(Data listing)

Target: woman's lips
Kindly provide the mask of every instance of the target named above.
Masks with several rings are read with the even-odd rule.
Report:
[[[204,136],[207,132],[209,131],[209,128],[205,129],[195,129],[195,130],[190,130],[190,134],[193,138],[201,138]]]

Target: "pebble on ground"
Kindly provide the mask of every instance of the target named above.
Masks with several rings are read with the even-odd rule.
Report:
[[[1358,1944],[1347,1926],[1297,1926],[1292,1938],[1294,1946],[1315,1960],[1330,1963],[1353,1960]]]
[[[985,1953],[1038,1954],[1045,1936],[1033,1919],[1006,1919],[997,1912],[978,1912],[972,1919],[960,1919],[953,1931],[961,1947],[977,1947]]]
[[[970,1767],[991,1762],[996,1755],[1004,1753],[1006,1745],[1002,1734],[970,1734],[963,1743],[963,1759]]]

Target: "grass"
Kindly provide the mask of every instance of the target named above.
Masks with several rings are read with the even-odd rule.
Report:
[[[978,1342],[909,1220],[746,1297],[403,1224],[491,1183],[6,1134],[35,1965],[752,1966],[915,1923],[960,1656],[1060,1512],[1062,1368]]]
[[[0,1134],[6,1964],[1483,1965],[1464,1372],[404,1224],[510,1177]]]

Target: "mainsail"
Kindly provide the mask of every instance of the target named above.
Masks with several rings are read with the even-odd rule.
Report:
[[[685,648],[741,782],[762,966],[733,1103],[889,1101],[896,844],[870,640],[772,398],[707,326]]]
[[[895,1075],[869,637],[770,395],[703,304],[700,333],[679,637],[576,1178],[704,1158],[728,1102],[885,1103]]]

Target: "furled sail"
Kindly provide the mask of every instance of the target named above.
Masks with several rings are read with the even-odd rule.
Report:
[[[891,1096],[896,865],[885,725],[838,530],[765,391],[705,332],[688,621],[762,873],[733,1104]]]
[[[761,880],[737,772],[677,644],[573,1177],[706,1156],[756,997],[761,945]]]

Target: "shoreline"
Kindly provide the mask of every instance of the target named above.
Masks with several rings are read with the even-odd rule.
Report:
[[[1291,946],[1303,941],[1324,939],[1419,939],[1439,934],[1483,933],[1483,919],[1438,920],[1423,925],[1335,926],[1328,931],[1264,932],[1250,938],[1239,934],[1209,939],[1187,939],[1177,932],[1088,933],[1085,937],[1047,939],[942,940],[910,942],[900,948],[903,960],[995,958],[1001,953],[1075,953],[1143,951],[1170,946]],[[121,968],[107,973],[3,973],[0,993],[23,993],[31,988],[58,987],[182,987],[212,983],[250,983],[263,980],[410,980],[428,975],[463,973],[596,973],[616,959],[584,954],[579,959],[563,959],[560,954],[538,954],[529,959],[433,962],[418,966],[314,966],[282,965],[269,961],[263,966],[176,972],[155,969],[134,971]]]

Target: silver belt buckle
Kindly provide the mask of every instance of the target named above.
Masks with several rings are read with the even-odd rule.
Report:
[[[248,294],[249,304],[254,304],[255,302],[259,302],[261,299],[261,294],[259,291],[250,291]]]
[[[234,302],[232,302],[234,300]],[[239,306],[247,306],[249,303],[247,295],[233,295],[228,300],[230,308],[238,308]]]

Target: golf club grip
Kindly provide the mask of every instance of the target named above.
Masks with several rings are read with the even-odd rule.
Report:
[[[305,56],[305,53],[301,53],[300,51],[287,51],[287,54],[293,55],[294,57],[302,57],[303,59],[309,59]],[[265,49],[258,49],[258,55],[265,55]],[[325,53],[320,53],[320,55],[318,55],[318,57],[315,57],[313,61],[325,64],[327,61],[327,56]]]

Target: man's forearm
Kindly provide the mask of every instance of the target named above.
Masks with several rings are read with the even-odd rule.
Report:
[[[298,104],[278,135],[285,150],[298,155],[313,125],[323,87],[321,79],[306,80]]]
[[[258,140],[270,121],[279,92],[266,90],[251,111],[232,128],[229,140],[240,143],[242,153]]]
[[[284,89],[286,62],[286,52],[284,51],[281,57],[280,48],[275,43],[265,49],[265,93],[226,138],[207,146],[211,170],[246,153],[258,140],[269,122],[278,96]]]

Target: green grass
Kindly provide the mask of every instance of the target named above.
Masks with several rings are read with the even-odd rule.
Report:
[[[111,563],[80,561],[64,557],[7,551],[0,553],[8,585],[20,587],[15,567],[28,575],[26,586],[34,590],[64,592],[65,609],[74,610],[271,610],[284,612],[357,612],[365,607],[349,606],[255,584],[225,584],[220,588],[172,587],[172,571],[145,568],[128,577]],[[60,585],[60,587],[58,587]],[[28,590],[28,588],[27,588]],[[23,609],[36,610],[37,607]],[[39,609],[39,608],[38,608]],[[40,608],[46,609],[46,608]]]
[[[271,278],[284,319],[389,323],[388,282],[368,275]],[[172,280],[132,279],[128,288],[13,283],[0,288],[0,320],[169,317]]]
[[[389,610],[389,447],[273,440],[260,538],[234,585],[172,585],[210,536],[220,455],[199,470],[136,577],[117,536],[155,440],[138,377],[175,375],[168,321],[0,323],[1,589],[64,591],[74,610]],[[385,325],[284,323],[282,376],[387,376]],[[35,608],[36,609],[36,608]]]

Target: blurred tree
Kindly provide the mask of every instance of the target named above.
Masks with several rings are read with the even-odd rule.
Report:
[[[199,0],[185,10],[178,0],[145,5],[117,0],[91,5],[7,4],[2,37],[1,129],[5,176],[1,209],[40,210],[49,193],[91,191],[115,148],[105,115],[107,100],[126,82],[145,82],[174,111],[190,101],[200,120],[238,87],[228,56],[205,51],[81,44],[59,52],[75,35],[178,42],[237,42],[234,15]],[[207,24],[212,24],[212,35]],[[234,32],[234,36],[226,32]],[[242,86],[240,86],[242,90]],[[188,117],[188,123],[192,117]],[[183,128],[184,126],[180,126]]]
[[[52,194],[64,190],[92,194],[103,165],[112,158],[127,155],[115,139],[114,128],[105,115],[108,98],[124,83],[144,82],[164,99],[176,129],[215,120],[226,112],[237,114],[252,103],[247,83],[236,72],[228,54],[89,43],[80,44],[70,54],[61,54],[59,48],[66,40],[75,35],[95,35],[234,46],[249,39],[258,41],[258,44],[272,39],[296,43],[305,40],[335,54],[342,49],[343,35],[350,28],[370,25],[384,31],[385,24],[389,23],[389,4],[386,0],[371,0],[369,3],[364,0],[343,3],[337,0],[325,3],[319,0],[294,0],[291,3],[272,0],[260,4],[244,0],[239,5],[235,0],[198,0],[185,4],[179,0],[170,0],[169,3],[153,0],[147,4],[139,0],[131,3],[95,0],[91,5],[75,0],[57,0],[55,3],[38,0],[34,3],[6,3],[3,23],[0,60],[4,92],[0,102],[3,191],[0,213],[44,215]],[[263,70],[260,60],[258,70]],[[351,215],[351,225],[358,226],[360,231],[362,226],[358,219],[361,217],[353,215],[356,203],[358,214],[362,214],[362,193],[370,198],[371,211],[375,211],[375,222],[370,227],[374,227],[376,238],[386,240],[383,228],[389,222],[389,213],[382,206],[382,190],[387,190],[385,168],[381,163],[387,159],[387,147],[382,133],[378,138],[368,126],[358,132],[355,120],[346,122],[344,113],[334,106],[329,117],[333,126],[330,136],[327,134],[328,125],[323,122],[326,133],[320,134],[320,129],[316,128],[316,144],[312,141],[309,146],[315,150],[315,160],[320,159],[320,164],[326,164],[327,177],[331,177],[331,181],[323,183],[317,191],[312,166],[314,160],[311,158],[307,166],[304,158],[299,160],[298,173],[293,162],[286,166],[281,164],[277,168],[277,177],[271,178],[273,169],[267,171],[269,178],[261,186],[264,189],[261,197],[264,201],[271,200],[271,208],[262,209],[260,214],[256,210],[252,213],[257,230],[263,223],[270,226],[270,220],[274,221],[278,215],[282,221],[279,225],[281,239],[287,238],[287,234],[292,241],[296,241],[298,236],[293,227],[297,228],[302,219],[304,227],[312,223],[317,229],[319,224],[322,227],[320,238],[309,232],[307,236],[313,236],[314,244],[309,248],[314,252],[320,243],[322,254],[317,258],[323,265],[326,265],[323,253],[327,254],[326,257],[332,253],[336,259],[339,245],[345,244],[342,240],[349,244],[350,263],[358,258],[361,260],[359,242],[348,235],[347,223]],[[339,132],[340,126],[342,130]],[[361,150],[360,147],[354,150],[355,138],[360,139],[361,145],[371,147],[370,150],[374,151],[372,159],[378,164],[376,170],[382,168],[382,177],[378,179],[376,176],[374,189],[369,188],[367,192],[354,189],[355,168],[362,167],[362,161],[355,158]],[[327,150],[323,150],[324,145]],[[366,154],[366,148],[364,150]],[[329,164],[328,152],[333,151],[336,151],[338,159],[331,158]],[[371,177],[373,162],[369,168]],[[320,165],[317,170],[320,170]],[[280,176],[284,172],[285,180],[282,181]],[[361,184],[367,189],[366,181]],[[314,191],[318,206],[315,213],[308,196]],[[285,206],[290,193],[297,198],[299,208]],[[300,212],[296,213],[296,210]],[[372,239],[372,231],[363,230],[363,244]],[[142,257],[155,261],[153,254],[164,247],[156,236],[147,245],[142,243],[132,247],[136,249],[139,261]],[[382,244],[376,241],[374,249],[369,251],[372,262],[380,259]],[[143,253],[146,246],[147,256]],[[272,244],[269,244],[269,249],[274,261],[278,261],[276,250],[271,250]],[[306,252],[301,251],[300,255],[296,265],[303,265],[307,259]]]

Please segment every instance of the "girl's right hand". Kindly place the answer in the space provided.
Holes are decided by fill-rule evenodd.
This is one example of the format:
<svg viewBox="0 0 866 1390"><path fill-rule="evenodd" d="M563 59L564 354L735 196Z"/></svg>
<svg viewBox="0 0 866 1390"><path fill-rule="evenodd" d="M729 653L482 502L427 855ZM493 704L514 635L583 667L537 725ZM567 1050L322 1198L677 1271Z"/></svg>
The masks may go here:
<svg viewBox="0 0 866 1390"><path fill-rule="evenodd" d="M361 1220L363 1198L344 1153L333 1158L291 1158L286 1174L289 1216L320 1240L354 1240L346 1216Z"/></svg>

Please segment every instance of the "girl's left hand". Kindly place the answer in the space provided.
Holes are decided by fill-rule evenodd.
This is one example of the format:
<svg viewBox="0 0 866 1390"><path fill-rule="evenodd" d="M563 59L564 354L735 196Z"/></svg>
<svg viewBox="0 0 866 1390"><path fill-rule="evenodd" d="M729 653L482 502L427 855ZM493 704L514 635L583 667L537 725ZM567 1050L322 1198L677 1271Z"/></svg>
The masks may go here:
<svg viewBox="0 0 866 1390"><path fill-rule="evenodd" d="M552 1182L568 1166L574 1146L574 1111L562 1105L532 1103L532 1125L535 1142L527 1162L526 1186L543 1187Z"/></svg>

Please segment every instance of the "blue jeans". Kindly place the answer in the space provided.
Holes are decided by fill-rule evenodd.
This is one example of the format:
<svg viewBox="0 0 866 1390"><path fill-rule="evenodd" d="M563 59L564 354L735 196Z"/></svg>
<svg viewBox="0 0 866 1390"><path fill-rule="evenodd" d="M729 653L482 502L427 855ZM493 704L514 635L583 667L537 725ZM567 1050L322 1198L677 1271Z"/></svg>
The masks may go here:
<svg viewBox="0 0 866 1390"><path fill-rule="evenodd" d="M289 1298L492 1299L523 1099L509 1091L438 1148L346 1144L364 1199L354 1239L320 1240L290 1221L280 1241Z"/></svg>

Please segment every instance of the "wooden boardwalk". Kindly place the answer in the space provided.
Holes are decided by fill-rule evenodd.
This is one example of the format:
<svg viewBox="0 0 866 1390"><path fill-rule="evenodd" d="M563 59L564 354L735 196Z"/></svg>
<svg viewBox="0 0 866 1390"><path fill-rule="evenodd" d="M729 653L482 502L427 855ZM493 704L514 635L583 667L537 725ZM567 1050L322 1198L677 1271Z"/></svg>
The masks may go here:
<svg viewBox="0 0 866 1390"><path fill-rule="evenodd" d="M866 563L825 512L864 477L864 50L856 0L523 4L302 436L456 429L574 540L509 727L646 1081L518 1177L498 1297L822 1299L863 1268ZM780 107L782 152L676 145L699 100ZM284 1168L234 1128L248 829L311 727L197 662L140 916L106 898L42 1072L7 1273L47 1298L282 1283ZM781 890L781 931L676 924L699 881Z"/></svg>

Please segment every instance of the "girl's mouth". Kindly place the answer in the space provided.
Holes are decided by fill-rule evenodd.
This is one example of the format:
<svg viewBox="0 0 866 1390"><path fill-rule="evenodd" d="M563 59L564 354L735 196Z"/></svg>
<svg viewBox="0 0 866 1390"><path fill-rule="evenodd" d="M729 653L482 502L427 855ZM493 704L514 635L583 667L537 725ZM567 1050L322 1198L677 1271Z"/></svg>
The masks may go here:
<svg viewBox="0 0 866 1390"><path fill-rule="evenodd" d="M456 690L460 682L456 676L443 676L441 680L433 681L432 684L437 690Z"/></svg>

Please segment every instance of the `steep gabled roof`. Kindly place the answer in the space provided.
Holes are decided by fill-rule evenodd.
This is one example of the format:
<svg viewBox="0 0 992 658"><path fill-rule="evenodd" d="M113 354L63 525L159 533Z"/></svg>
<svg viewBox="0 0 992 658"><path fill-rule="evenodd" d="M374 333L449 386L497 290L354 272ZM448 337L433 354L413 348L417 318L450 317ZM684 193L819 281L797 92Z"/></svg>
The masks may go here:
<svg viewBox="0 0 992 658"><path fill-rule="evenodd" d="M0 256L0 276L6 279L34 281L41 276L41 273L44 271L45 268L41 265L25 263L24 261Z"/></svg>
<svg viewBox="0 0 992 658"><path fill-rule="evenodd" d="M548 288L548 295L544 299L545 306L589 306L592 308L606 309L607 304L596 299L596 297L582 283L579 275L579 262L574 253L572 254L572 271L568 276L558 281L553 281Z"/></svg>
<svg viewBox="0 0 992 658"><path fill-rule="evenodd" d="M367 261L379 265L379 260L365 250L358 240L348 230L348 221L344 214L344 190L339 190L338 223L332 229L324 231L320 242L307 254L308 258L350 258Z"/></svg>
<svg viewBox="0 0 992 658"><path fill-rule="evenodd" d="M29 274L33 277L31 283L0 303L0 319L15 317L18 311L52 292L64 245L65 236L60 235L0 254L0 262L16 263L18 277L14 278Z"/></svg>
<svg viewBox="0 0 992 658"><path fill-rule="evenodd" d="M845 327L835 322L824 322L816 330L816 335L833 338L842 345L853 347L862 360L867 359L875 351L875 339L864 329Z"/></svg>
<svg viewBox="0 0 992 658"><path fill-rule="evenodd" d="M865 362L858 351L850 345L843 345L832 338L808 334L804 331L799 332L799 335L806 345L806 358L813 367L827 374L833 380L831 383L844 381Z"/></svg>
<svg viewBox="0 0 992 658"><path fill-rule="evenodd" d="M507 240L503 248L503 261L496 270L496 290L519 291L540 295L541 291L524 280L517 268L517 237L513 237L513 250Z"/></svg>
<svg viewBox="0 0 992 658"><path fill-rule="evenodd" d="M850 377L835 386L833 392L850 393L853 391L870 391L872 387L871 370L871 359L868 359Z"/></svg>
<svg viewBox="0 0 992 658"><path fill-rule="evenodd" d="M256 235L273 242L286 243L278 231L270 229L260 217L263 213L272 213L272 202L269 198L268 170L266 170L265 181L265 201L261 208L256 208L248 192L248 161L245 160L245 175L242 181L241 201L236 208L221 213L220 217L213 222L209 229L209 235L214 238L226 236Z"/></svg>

(End Data listing)

What lines in the records above include the string "segment"? Copy each one.

Please segment every instance of the "girl's right hand". Kindly place the answer in the space provided.
Please segment every instance of the "girl's left hand". Kindly place the answer in the space provided.
Please segment every instance of the "blue jeans". Kindly place the answer in the space provided.
Please segment every instance of the "wooden boardwalk". Kindly place the answer in the space provided.
Please segment every instance of the "girl's mouth". Kindly place the answer in the space provided.
Please segment every instance of the `steep gabled roof`. Kindly place the answer in the space provided.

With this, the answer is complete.